Trecho do documento –
↓

Criança é criança

Quando menino eu tinha uma rotina diária das mais diversas, desde jogar bola, montar em jumento brabo sem cela, no “osso” e com um cipó fustigando o bicho pelos flancos só pra ver a popa, o salto do animal; tomar banho no rio do peixe num local conhecido como poço dos homens e depois, íamos visitar o sítio do seu Azarias em busca de manga madura, cajá, goiaba e cajarana; além de estudar é claro.

Para desenvolver essas atividades não havia uma agenda pré-determinada com anotações e rabiscos ou qualquer planejamento que pudesse organizar as minhas atividades diárias, como faz hoje muitas crianças nesta era de contemporaneidade massificadora, era da informação que a cada dia diminui mais a vida e o tempo útil da criança para brincadeiras e o lazer lúdico, sem a pesada carga de afazeres que tem como disciplina e obrigação diária desde os anos mais tenros de sua existência. Eu utilizava muito bem o meu dia-a-dia, entretanto dormia muito cedo. Às 20:00 horas tomava o caminho da rede. Rezava e ia dormir.

↑

Tarefas a realizar –
1) De acordo com o trecho do documento, a que horas quem narra tomava o caminho da rede?
2) Liste todas as frutas que, segundo o trecho do documento, eram procuradas no sítio do seu Azarias.
3) Indique se cada afirmação concorda com o trecho do documento, responda sim ou não e cite as palavras decisivas:
(a) O banho de rio acontecia num local conhecido como poço dos homens.
(b) Quem narra seguia uma agenda com anotações para organizar as atividades diárias.
(c) Quem narra costumava dormir tarde.

Segmento de dados –

↓

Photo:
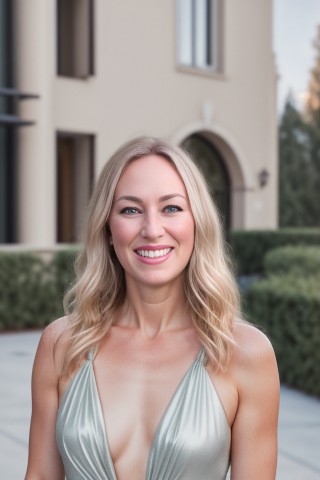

↑

Respostas escritas –
1) Às 20:00 horas.

2) Manga madura, cajá, goiaba e cajarana.

3)
(a) Sim: “tomar banho no rio do peixe num local conhecido como poço dos homens”.
(b) Não: “não havia uma agenda pré-determinada com anotações e rabiscos”.
(c) Não: “entretanto dormia muito cedo”.